## OBJECTIVE
Can you reproduce each of the lines below word for word, without changing anything?

####################

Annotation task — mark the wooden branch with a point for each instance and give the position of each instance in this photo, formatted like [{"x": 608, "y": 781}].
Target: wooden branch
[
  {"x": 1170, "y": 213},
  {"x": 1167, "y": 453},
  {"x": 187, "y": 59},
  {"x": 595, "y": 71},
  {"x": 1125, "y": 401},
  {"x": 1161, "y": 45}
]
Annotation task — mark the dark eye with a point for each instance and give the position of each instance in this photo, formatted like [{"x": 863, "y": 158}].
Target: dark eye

####################

## REPLY
Annotation task — mark the wooden branch with a point for each instance and give the position of each instance in this photo, formatted like [{"x": 608, "y": 781}].
Target: wooden branch
[
  {"x": 1170, "y": 213},
  {"x": 1167, "y": 453},
  {"x": 187, "y": 59},
  {"x": 595, "y": 71},
  {"x": 1125, "y": 401},
  {"x": 1161, "y": 45}
]
Annotation task — mark the dark eye with a point for each instance and give the position of each instance in this photo, formatted like [{"x": 863, "y": 158}].
Target: dark eye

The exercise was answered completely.